*Exercise prompt*
Rewrite only the data from the line with "Where can you find the group" through the end, swapping "photo" for "image" everywhere and changing nothing else.

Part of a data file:
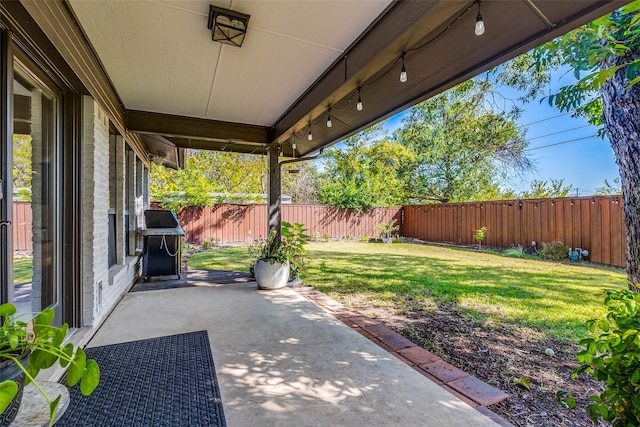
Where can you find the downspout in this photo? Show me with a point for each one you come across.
(275, 187)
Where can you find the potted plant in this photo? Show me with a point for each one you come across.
(387, 230)
(26, 347)
(276, 259)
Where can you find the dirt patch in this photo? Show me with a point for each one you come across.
(498, 353)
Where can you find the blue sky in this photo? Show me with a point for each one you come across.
(580, 158)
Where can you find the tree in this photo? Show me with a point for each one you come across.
(609, 189)
(302, 185)
(547, 190)
(22, 166)
(608, 51)
(209, 177)
(366, 173)
(460, 146)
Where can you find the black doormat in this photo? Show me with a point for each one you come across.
(166, 381)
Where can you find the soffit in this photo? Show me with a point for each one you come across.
(302, 57)
(160, 57)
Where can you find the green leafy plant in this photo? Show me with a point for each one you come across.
(290, 248)
(45, 345)
(387, 229)
(555, 251)
(480, 234)
(612, 355)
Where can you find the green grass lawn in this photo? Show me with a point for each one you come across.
(22, 270)
(551, 297)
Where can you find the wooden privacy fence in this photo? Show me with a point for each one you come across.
(229, 223)
(592, 223)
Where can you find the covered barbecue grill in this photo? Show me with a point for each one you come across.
(161, 256)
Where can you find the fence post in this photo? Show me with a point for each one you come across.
(275, 189)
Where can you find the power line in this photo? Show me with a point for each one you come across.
(560, 143)
(559, 132)
(548, 118)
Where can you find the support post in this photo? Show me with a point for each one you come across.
(275, 190)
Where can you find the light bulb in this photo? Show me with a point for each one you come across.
(403, 72)
(479, 25)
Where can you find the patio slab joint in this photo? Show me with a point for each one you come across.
(475, 392)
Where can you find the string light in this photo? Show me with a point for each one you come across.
(479, 30)
(403, 73)
(479, 21)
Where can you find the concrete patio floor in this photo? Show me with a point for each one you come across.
(282, 361)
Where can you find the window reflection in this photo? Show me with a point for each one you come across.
(34, 193)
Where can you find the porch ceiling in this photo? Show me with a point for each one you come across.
(299, 58)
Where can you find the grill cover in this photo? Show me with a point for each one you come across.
(161, 255)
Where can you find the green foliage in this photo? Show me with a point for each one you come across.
(22, 167)
(609, 189)
(480, 234)
(366, 173)
(547, 190)
(387, 229)
(595, 50)
(459, 147)
(290, 248)
(45, 344)
(205, 174)
(612, 355)
(555, 251)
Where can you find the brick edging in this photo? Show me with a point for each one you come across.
(473, 391)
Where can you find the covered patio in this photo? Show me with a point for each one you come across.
(283, 361)
(135, 83)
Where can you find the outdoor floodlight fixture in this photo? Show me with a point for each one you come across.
(227, 26)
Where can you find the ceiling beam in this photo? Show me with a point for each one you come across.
(58, 23)
(235, 147)
(451, 59)
(189, 127)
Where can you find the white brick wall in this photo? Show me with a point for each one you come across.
(95, 210)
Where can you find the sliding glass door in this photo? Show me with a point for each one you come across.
(33, 190)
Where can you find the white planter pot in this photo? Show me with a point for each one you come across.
(271, 276)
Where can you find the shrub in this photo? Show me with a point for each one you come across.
(480, 235)
(518, 252)
(555, 251)
(387, 229)
(612, 355)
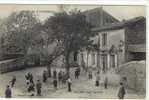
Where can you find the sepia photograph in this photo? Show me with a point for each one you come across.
(73, 51)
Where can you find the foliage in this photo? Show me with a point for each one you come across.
(71, 31)
(20, 28)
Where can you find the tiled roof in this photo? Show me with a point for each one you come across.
(118, 25)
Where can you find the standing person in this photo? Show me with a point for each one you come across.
(44, 76)
(55, 83)
(31, 77)
(54, 74)
(90, 74)
(121, 92)
(13, 81)
(106, 82)
(8, 92)
(63, 78)
(60, 76)
(31, 88)
(76, 74)
(97, 79)
(38, 87)
(78, 71)
(69, 84)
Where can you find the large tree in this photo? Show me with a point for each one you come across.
(21, 27)
(71, 30)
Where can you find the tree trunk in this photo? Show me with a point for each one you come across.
(49, 70)
(67, 64)
(87, 60)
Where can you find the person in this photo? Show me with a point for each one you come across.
(97, 79)
(27, 76)
(13, 81)
(69, 84)
(55, 83)
(121, 92)
(106, 82)
(44, 76)
(60, 76)
(38, 87)
(76, 74)
(90, 74)
(54, 74)
(63, 78)
(8, 92)
(31, 77)
(31, 87)
(78, 71)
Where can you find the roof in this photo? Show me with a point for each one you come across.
(6, 61)
(137, 48)
(98, 16)
(119, 25)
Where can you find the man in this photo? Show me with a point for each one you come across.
(38, 87)
(69, 84)
(44, 76)
(121, 91)
(60, 76)
(105, 82)
(97, 79)
(8, 92)
(55, 83)
(90, 74)
(13, 81)
(76, 74)
(54, 74)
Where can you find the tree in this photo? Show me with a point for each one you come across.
(21, 27)
(71, 30)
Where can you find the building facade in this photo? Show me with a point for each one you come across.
(117, 43)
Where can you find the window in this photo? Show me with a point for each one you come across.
(104, 39)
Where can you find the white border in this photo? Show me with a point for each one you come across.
(94, 2)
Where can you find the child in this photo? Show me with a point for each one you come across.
(121, 92)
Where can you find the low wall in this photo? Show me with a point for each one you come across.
(135, 72)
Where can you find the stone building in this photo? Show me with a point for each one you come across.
(117, 43)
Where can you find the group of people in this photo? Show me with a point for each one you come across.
(59, 77)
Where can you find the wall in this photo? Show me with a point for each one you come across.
(135, 34)
(113, 38)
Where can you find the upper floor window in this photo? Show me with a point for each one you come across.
(104, 39)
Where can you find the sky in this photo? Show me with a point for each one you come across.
(119, 12)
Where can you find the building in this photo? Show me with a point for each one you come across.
(97, 17)
(118, 43)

*Response to the exercise*
Where can you find the group of people in this image? Show me with a point for each one you come across.
(59, 77)
Where can you find the wall in this image? Show me with a point for each one you come across.
(135, 34)
(113, 38)
Where can you find the upper floor window in this image? Show me with a point for each one you come across.
(104, 39)
Where can you find the sky in this image? Show me with a point for each one you come across.
(119, 12)
Where can you find the building in this image? Show me with a point for each one you come across.
(97, 17)
(118, 43)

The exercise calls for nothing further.